WHAT TO DO:
Write out every one of the rows below word for word, without changing anything.

MATERIAL:
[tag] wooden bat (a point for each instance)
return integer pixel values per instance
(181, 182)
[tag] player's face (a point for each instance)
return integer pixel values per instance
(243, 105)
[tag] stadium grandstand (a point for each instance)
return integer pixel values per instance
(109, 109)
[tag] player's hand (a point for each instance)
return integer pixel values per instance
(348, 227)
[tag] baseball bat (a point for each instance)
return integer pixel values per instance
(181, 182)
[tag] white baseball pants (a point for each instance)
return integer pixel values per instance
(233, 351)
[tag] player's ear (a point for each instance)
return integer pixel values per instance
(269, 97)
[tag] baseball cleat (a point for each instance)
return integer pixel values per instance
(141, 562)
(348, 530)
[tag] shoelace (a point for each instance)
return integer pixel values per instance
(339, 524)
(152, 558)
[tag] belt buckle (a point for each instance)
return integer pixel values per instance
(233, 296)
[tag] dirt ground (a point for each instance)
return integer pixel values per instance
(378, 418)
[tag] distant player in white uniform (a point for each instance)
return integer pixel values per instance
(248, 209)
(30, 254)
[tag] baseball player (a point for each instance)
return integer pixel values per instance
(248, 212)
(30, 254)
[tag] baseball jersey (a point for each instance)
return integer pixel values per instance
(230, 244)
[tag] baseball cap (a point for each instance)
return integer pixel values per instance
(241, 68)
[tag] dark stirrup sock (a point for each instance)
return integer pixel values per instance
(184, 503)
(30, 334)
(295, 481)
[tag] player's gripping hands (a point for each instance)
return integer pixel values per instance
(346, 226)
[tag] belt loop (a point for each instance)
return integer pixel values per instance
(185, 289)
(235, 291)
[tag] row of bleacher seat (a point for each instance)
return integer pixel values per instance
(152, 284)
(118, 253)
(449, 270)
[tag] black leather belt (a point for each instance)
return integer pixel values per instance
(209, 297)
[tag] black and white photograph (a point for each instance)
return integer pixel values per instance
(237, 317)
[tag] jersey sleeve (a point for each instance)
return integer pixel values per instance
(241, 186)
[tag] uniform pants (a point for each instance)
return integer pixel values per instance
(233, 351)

TASK OUTPUT:
[tag] wooden bat (a point for each instance)
return integer pixel values per instance
(181, 182)
[tag] player's face (a point for each instance)
return integer pixel values per instance
(243, 105)
[tag] stadium grandstand (a point for each instance)
return integer pixel values per instance
(109, 109)
[tag] player's hand (a point for each instance)
return integer pixel values per instance
(348, 227)
[tag] baseball bat (a point for each instance)
return integer pixel values per instance
(181, 182)
[tag] white baseball pants (a point for each instance)
return integer pixel values per instance
(233, 351)
[tag] player's ear (a point for each instance)
return integer pixel values per instance
(269, 97)
[tag] baseball cleat (a point for each instance)
return integer pixel values per instance
(141, 562)
(348, 530)
[tag] shoelace (a point for each instance)
return integer pixel values per instance
(339, 524)
(152, 558)
[tag] belt buckle (a point for each instance)
return integer pixel values per instance
(233, 296)
[tag] dirt ground (a point for each instance)
return integer pixel values per instance
(378, 418)
[tag] distant player in white uniform (a point for each instance)
return integer pixel values per instance
(248, 209)
(30, 254)
[tag] baseball player (a point for each instance)
return integer pixel values per instance
(248, 212)
(30, 254)
[tag] baseball jersey (a point for each instance)
return integer pixel values per instance
(230, 244)
[tag] baseball cap (a point for each instance)
return integer pixel values per instance
(241, 68)
[tag] dark stirrup sock (a point for each instance)
return integer pixel values per instance
(184, 503)
(30, 334)
(295, 481)
[tag] player's gripping hands (a point for each instance)
return integer pixel values per instance
(346, 226)
[tag] belt loop (a point for each instance)
return integer pixel values per instance
(185, 289)
(235, 291)
[tag] row of bleacher seat (a point for each instance)
return integer pixel values per instance
(152, 284)
(118, 253)
(449, 270)
[tag] black leather belt (a point for each instance)
return integer pixel values per instance
(209, 297)
[tag] black and white photograph (a point for each instance)
return integer pixel values per instance
(237, 317)
[tag] jersey sleeve (a point for each instance)
return integer pixel values per instance
(241, 186)
[tag] uniform pants (a point for each instance)
return integer pixel values per instance
(233, 351)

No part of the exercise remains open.